Page text start

Here is the explanation how this works when you use JSL -> RTS:

Code
	PHK                       ;\This will push the 24-bit address location
	PEA.w .jslrtsreturn-1     ;/after the JML (below) into the stack*
	PEA $yyyy-1               ;>This modifies the RTS in the pointed routine (below) to jump to an RTL in same bank.*
                                  ;^This RTL then pulls the stack (which is the 24-bit address) to jump to a location after the JML
	JML $xxxxxx               ;>The desired routine that ends with RTS

	.jslrtsreturn

*Means that when the PC (program counter) "returns" (weather RTS or RTL), it pulls the stack + 1. I've learned it from Ersanio's ASM tutorial (not the SMW version).

Page text end
Recorded data start

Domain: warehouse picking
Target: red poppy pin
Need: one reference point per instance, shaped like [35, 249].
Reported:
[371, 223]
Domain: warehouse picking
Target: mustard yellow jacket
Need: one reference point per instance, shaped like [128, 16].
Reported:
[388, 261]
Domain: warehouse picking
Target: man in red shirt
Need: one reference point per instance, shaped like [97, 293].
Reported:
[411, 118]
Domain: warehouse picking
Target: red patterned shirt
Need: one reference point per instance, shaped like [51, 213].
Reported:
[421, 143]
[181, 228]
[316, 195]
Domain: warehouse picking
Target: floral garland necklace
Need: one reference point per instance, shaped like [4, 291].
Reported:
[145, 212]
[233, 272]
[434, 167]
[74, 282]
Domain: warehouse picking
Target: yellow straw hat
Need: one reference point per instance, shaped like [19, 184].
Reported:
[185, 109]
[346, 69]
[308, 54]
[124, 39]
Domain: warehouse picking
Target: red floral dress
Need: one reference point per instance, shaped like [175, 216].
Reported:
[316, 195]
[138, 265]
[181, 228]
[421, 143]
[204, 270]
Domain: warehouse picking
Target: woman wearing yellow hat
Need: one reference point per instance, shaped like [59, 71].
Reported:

Recorded data end

Set exercise -> In the assembly code explanation, what does the asterisk note say happens when the program counter returns?

Answer for the task -> It pulls the stack + 1, whether the return is RTS or RTL.